··· Supplied passage

For years, those iconic lines of verse in Robert Frost’s “Stopping by the Woods on a Snowy Evening” have been printed on many a refrigerator magnet and intoned in countless high school English classes. But this month, for the first time since its publication almost 100 years ago, Frost’s poem shook off its copyright restriction like a covering of snow at the end of winter, and entered the public domain — and it was in good company.

2019 marked the first mass copyright expiration in more than two decades, freeing up works from Edna St. Vincent Millay, Sukumar Ray, Jean Toomer, E.E. Cummings and Kahlil Gibran for gung ho academic, creative and commercial use.

A reissue of Gibran’s work “The Prophet,” published last week, includes a foreword by poet and Instagram star Rupi Kaur, connecting the classic book to a new generation of creators.

Literary works in the public domain have inspired countless homages, spinoffs and reimaginings. Broadway hit musical “Wicked” was based on Frank L. Baum’s “The Wonderful Wizard of Oz,” which entered the public domain in 1956. New York Times bestseller “Pride and Prejudice and Zombies” mixed 2009’s undead craze with Jane Austen’s 18th-century romantic comedy. Tony-award winner Lin Manuel Miranda used several public domain works in “Hamilton,” avoiding copyright infringement for his contemporary take on one of the Founding Fathers.

For more on the various ways the public domain serves today’s poets, writers and other literary fans, the PBS NewsHour interviewed Adam Green, editor-in-chief of The Public Domain Review, Robert Casper, head of the Library of Congress’ Poetry and Literature Center, and Karyn A. Temple, director of the library’s U.S. Copyright Office.

These conversations have been combined and edited for length. A list of works entering the public domain in 2019 is available here.

What’s the value of having works in the public domain? Why not keep everything under copyright?

······
··· Extracted material

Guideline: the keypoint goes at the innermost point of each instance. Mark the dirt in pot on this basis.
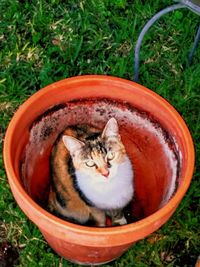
(152, 150)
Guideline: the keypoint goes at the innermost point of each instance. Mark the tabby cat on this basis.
(92, 175)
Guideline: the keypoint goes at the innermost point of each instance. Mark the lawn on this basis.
(43, 41)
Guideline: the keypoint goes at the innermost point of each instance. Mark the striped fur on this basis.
(83, 160)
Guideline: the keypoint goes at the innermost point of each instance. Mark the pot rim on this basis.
(42, 213)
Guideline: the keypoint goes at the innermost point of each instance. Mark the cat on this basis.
(92, 176)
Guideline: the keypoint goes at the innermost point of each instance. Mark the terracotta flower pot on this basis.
(157, 141)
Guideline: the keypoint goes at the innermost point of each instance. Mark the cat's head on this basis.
(98, 156)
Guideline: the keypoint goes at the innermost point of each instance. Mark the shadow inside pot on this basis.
(152, 150)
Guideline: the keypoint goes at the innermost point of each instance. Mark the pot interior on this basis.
(151, 148)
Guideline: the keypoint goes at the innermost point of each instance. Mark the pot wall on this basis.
(101, 241)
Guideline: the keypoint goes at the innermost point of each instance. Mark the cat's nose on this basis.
(105, 173)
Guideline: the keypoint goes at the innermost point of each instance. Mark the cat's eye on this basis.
(110, 155)
(90, 163)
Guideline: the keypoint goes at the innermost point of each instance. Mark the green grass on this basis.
(42, 41)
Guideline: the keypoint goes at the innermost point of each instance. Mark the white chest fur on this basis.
(113, 192)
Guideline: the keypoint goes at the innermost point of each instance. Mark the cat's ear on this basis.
(111, 129)
(72, 144)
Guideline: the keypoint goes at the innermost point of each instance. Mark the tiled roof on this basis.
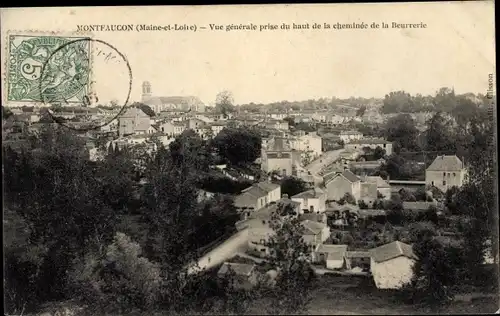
(313, 193)
(381, 183)
(312, 228)
(267, 186)
(331, 248)
(357, 254)
(241, 269)
(446, 163)
(391, 251)
(350, 176)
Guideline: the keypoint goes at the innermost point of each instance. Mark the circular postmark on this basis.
(87, 83)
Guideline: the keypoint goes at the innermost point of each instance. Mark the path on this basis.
(235, 244)
(327, 158)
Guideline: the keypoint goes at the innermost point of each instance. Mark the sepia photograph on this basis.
(319, 159)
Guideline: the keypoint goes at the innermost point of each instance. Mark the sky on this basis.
(455, 50)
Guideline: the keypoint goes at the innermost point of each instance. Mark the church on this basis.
(158, 104)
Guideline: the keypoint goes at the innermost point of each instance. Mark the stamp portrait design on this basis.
(44, 69)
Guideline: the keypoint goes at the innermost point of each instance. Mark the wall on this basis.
(392, 274)
(225, 251)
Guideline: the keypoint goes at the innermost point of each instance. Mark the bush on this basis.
(119, 280)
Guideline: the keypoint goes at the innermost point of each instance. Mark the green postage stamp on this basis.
(48, 69)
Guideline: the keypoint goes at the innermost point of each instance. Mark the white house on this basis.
(341, 183)
(445, 172)
(311, 201)
(391, 265)
(315, 233)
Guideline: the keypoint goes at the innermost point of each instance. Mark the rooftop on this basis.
(392, 250)
(446, 163)
(241, 269)
(312, 227)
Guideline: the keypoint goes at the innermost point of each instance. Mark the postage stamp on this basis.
(42, 69)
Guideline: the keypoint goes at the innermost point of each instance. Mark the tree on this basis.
(292, 186)
(290, 257)
(402, 130)
(239, 146)
(120, 279)
(224, 103)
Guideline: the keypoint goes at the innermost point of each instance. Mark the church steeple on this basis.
(146, 90)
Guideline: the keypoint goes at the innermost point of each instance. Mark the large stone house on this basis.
(445, 172)
(133, 121)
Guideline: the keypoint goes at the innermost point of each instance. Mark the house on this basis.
(332, 255)
(311, 201)
(133, 121)
(371, 143)
(342, 183)
(172, 128)
(349, 155)
(315, 233)
(348, 136)
(360, 259)
(311, 143)
(391, 265)
(257, 196)
(419, 205)
(244, 275)
(162, 103)
(445, 172)
(383, 187)
(279, 157)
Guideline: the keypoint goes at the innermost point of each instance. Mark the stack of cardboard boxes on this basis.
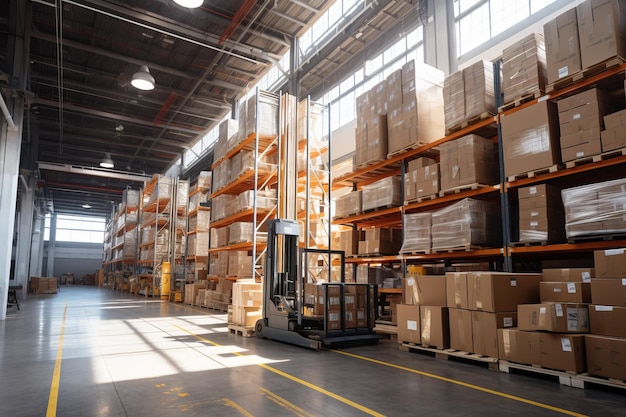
(468, 160)
(469, 222)
(541, 216)
(421, 179)
(468, 94)
(580, 122)
(524, 68)
(584, 36)
(595, 208)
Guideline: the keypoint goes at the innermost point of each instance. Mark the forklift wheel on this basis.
(258, 328)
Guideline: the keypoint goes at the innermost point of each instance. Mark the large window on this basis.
(477, 21)
(77, 229)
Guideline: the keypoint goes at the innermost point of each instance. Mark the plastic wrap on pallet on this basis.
(524, 68)
(351, 203)
(240, 232)
(595, 209)
(417, 232)
(130, 198)
(266, 114)
(383, 193)
(469, 222)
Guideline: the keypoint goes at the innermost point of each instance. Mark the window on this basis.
(78, 229)
(477, 21)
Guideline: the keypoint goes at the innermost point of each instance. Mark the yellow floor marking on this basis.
(286, 404)
(230, 403)
(56, 374)
(296, 379)
(464, 384)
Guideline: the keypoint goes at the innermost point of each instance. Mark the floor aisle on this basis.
(92, 352)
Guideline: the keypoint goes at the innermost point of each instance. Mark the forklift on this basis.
(301, 312)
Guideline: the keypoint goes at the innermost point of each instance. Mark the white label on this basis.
(558, 308)
(566, 345)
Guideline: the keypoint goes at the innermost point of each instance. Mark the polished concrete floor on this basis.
(92, 352)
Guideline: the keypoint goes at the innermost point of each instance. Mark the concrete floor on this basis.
(116, 355)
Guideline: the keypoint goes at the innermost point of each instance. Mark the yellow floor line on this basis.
(230, 403)
(286, 404)
(296, 379)
(56, 374)
(464, 384)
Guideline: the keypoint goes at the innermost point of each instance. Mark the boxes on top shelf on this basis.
(416, 232)
(530, 139)
(562, 46)
(468, 160)
(595, 208)
(467, 223)
(602, 30)
(524, 67)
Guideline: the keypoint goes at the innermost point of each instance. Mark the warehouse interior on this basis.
(262, 207)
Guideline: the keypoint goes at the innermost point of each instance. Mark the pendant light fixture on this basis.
(142, 79)
(107, 162)
(190, 4)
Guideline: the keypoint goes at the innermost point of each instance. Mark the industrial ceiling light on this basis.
(142, 79)
(107, 162)
(191, 4)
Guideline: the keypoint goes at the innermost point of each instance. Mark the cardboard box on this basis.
(563, 55)
(485, 330)
(461, 329)
(518, 346)
(456, 290)
(530, 138)
(610, 263)
(500, 292)
(607, 320)
(554, 317)
(427, 290)
(611, 292)
(602, 30)
(409, 323)
(435, 326)
(568, 274)
(563, 352)
(567, 292)
(606, 356)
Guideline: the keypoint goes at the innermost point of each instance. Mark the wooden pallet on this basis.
(533, 243)
(596, 158)
(580, 75)
(594, 238)
(461, 188)
(469, 122)
(534, 173)
(462, 248)
(241, 330)
(452, 354)
(422, 199)
(518, 101)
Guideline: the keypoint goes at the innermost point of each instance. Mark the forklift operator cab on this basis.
(285, 275)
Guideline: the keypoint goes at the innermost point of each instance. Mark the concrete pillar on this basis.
(25, 228)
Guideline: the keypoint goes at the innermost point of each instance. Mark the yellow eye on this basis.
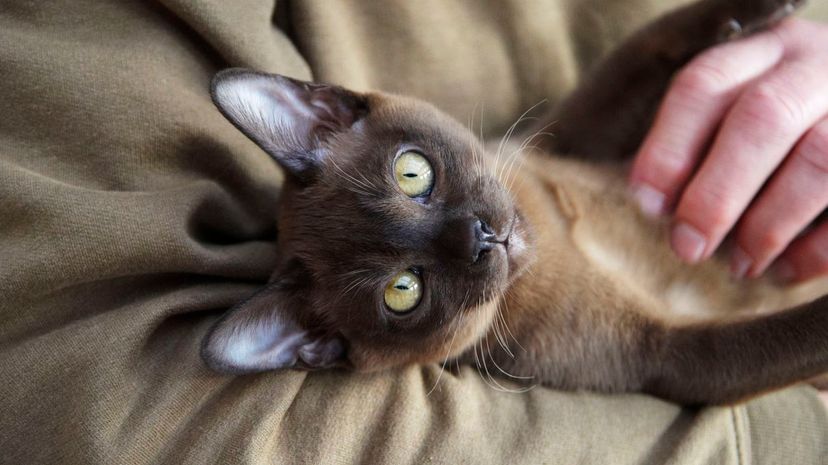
(404, 292)
(414, 174)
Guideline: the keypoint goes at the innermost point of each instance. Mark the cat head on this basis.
(395, 237)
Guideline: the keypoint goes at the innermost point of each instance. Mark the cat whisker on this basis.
(362, 187)
(497, 330)
(448, 352)
(505, 323)
(517, 154)
(494, 362)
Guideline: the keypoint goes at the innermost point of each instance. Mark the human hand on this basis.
(743, 115)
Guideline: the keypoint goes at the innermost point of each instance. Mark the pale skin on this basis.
(739, 148)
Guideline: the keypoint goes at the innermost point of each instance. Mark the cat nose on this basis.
(467, 239)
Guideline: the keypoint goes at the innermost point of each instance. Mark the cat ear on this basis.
(287, 118)
(260, 334)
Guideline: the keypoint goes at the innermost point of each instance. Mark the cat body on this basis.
(614, 274)
(402, 239)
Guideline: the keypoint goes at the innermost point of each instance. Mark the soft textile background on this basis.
(132, 214)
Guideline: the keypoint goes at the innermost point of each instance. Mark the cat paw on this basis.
(748, 16)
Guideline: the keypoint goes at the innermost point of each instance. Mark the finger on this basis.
(806, 258)
(792, 200)
(691, 111)
(758, 132)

······

→ Exercises
A – From the passage on the public domain, extract the part that opens with the words containing "These conversations have" and closes with "everything under copyright?".
B – Find every line of the rows that contains the string "interior", treating uppercase and lowercase letters as distinct, and copy each such line.

→ Answers to each task
A –
These conversations have been combined and edited for length. A list of works entering the public domain in 2019 is available here.

What’s the value of having works in the public domain? Why not keep everything under copyright?

B –
Guideline: the keypoint goes at the innermost point of each instance. Mark the pot interior on this basis.
Guideline: the keypoint goes at the innermost point of each instance. Mark the warehouse interior on this basis.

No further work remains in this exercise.